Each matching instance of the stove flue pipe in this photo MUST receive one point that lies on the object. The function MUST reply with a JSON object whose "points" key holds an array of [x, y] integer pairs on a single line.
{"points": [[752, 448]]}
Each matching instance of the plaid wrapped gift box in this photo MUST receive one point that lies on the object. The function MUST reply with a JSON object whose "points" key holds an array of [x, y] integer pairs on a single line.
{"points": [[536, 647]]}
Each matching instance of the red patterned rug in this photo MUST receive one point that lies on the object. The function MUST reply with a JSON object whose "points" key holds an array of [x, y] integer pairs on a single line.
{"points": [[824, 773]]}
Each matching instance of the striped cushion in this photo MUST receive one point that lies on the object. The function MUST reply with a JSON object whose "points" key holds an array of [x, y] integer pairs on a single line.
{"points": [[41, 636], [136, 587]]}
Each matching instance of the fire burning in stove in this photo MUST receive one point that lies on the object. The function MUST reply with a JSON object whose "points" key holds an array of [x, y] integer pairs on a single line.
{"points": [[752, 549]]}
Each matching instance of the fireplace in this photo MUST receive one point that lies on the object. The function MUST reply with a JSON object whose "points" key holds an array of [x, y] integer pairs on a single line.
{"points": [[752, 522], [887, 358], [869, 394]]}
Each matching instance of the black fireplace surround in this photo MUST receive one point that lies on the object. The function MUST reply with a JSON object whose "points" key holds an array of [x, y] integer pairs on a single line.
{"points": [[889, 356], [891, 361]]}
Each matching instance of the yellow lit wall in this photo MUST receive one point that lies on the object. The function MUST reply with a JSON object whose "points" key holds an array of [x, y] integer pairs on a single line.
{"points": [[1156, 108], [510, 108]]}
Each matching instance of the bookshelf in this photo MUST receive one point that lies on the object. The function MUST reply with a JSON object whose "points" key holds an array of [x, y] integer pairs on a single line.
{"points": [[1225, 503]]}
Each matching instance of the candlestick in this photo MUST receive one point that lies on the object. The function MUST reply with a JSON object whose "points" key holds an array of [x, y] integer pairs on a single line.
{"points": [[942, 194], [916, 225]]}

(과제 내용) 위의 항목을 모두 빈 줄 없이 번호가 매겨진 목록으로 정리하세요.

(과제 답변)
1. Each matching instance of the stove flue pipe in this photo MUST receive one point that lies on the object. The function MUST reply with a JSON object whose "points" key holds an array of [x, y] integer pairs on a single line.
2. {"points": [[752, 448]]}
3. Each matching instance of the plaid wrapped gift box in this photo MUST receive one point that lies on the object. The function MUST reply with a JSON object whose "points" key holds an array of [x, y] integer pairs on a single line.
4. {"points": [[536, 647]]}
5. Each matching instance of the red patterned rug in this photo MUST receive one point that lies on the object. The function MUST reply with a JSON object whose "points" key holds an array of [x, y] integer pairs on a single line.
6. {"points": [[824, 773]]}
7. Each matching instance of the striped cushion in this photo MUST receive one point that lies on the object. The function MUST reply with a JSON object whose "points" key holds an array of [x, y] integer pairs on a single line.
8. {"points": [[41, 636], [136, 587]]}
9. Each matching instance of the fire burning in stove in this photo MUST receive one point that lies on the object. The function MUST reply with a JSON object whose "points" key holds an array of [x, y] integer pairs on a single line.
10. {"points": [[752, 549]]}
11. Each matching instance of the fireplace in this photo MUST receive one point that lies on the object. The function MUST reply with a JSON object whose "points" key holds an array of [x, y] integer pairs on a single line.
12. {"points": [[752, 522], [887, 358], [869, 394]]}
13. Each matching instance of the black fireplace surround in this photo MUST receive one point that lies on the object. The function MUST reply with a JSON object whose "points" key holds an array of [x, y] integer pairs on a single line.
14. {"points": [[889, 356], [891, 361]]}
15. Each matching instance of the yellow lit wall in this photo MUST receive one point that lies on the object. The function MUST reply with a JSON object whose "points" key holds an array of [x, y] integer pairs on a single line.
16. {"points": [[1156, 108], [510, 108]]}
17. Each matching instance of the bookshelf in this photo MUST receive one point that lies on the object. The function MUST reply with a JSON object whose "points" key holds an array of [x, y] integer pairs on a single line.
18. {"points": [[1225, 503]]}
19. Each matching instance of the candlestick in this photo MUST receive one point that lies on the object. The function MUST reply with a JSON object whose "points" key holds an array of [x, y] integer pairs on a single line.
20. {"points": [[942, 194], [916, 225]]}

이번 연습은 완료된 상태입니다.